INSTRUCTIONS:
a) Decide whether each statement below agrees with the passage on Singapore's April exports, answering yes or no and quoting the deciding words of the passage. (i) Exports in April were 19 percent lower than a year earlier. (ii) Singapore has more domestic demand to fall back on than China, South Korea, and Japan. (iii) On a seasonally adjusted basis, exports rose in April from the previous month.
b) Retype part of the passage on Singapore's April exports below, starting at the words "SINGAPORE'S non-oil exports" and ending after the words "Korea, and Japan.".
c) Write the next part of the passage on Singapore's April exports below, beginning after its final sentence.

EXCERPTED TEXT:
|---|

SINGAPORE'S non-oil exports plunged in April, an ominous sign that suggests a severe recession in Asia's export-dependent economies may extend into the second quarter.

Exports in April fell 19 percent from a year earlier to S$11.3 billion (US$7.7 billion) following a 17 percent drop in March, according to Trade and Industry Ministry figures released yesterday. Exports dropped a seasonally adjusted 1.3 percent in April from the previous month, the ministry said.

As an open economy that relies on trade, finance and tourism, Singapore has taken the brunt of a collapse in demand from the United States and Europe in the past six months. The tiny city-state, with a population of about 5 million, has less domestic demand to fall back on than fellow regional exporters such as China, South Korea, and Japan.

|---|

DATA RECORDS:
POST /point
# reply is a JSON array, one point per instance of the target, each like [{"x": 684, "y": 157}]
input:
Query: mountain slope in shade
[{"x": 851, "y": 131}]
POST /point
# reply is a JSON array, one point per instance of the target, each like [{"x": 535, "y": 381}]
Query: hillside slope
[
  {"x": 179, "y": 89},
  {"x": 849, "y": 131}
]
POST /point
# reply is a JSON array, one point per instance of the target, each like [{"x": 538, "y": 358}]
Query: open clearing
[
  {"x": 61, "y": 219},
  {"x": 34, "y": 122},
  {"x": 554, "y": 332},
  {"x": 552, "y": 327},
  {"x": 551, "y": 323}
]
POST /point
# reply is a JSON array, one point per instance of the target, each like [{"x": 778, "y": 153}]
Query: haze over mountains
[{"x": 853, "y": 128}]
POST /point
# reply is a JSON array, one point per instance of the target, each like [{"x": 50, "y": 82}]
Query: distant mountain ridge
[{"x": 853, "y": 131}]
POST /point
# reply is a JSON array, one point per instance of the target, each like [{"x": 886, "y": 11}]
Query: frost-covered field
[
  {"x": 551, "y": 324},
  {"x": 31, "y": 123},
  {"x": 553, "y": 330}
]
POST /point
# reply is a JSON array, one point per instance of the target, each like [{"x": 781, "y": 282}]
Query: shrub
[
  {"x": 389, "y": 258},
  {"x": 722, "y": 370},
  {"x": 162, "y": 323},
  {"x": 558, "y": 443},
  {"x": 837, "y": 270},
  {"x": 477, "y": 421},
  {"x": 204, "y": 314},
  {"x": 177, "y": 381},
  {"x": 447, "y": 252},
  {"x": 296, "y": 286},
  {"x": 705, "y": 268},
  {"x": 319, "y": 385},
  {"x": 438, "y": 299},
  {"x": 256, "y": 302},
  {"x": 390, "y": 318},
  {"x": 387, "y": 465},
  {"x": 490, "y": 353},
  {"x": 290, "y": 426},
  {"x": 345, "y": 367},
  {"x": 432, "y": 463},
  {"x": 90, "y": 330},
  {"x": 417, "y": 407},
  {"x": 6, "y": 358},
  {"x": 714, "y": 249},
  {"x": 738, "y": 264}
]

|---|

ANSWERS FOR EACH ITEM:
a)
(i) Yes: "Exports in April fell 19 percent from a year earlier to S$11.3 billion (US$7.7 billion)"
(ii) No: "has less domestic demand to fall back on than fellow regional exporters such as China, South Korea, and Japan"
(iii) No: "Exports dropped a seasonally adjusted 1.3 percent in April from the previous month"

b)
SINGAPORE'S non-oil exports plunged in April, an ominous sign that suggests a severe recession in Asia's export-dependent economies may extend into the second quarter.

Exports in April fell 19 percent from a year earlier to S$11.3 billion (US$7.7 billion) following a 17 percent drop in March, according to Trade and Industry Ministry figures released yesterday. Exports dropped a seasonally adjusted 1.3 percent in April from the previous month, the ministry said.

As an open economy that relies on trade, finance and tourism, Singapore has taken the brunt of a collapse in demand from the United States and Europe in the past six months. The tiny city-state, with a population of about 5 million, has less domestic demand to fall back on than fellow regional exporters such as China, South Korea, and Japan.

c)
Singapore's economy has contracted each of the past four quarters compared with the preceding quarters, including an annualized 19.7 percent in the first quarter. The government expects the economy to shrink 9 percent this year.

Non-oil exports, about 60 percent of grass domestic product last year, fell 26 percent in the first quarter from a year earlier.

Exports have fallen for 12 straight months, and were led down by electronic products - which decreased 26 percent from a year earlier in April - and a 39 percent drop in petrochemicals. Pharmaceuticals jumped 42 percent.

The country's exports to Europe in April fell 33 percent while sales to the US dove 35 percent.